▶ _PAGE TEXT_
[Start of Attachment]

At the first Friedman Forum, more than 100 undergraduates enjoyed first-hand examples of how economists think and address problems from one of the best—2000 Nobel Laureate James J. Heckman
Heckman, the Henry Schultz Distinguished Service Professor in Economics, was the inaugural speaker in this new series sponsored by the Becker Friedman Institute. The talks are designed to give students in the College access to the best and brightest economists and a sense of the power and scope of economic analysis. Heckman, known for both his theoretical work and empirical research, began by explaining an economist’s tools and approach, then showed how they can be applied to address serious policy issues.
CK Chen, Jin Soo Han, and Maryclare Griffin—three students who work on Heckman’s research projects—led a discussion that roamed over Heckman’s wide-ranging research agenda and achievements. Responding to their questions and more from the audience, he returned to a key theme: why economic analysis matters.
Professor Heckman shared a laugh with his undergraduate research assistants, Maryclare Griffin, Jin Soo Han, and CK Chen, who moderated the talk.
Asked to explain the difference between statistics that undergraduates learn and the econometrics he uses, Heckman replied, “Most of us [economists] are interested in policy questions: What happens when you change the world in a certain way? Part of that is trying to understand counterfactuals—thinking about the way the world might be, rather than how it is. Economists build tools to test the counterfactuals, the out-of-our-experience situations, to try to describe and predict future policies. That involves a completely different activity than purely descriptive statistics.”
Because economists are trying to predict and understand how people choose, behave, and interact, “they developed an entirely different lexicon and framework for analyzing possible outcomes,” Heckman said, integrating a behavioral component that “statisticians and their methods would not be sympathetic to.”

[End of Attachment]

[Collected data]
[Start of Attachment]

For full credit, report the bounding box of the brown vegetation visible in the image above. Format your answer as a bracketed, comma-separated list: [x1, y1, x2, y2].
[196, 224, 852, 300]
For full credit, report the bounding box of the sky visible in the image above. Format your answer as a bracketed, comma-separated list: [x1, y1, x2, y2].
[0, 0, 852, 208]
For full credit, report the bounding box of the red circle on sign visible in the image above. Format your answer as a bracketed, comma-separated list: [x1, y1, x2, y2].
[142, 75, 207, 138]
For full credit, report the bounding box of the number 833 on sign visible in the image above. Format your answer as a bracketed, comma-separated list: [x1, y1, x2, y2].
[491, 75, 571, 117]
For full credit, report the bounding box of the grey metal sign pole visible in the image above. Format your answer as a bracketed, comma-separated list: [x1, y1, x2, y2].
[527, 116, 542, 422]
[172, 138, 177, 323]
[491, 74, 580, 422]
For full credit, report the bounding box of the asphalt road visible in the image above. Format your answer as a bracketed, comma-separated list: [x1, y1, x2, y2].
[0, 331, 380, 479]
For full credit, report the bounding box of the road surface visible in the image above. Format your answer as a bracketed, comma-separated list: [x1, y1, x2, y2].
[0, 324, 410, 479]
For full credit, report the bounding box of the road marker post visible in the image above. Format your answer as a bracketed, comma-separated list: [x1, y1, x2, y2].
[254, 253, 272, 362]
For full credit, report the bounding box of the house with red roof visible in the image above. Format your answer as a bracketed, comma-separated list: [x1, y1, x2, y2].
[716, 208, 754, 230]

[End of Attachment]

▶ _TASK SET_
1. Update the Friedman Forum article from the words "CK Chen, Jin" through "economic analysis matters.", changing "discussion" to "conversation".
2. Write what comes next in the article about the Friedman Forum, starting after its final sentence.
The records have no connection to the text.

▶ _RESULTS IN ORDER_
1.
CK Chen, Jin Soo Han, and Maryclare Griffin—three students who work on Heckman’s research projects—led a conversation that roamed over Heckman’s wide-ranging research agenda and achievements. Responding to their questions and more from the audience, he returned to a key theme: why economic analysis matters.

2.
Heckman then guided the audience through examples of selection bias in research and explained the Heckman Correction Model, showing how a bias term is added to equations in economic models to correct for bias.
Much of Heckman’s work in the areas of early childhood education programs, human development, and life cycle skill formation involves estimating the impact of noncognitive abilities. Heckman said a very active research area is trying to measure how subjective traits such as time preference, personality, risk aversion, labor supply preferences, and conscientiousness influence human achievement.
“People are trying to understand how psychology measures and parameters diverge from standard econometric measures. We think at least parts of those traits are something different than pure active intelligence. More recently, there’s been a focus on ambiguity aversion, when you really don’t know the parameters of the economy. A whole set of new traits creeping in, like trust, altruism, and even reciprocity and the idea of fairness.
“Psychologists like to think these traits are inherent; they see them show up on a survey or personality inventory. Enter the economists; what we see is that every one of these traits is a function of individual behavior under certain circumstances. So you have to calibrate your measures very carefully.”
Heckman went on to give brief but intriguing highlights of longstanding research interests like the Perry Preschool Program study and new areas like epigenetics. This field studies changes in genetic expression influenced by environment or experience, not by a change in the actual genetic sequence.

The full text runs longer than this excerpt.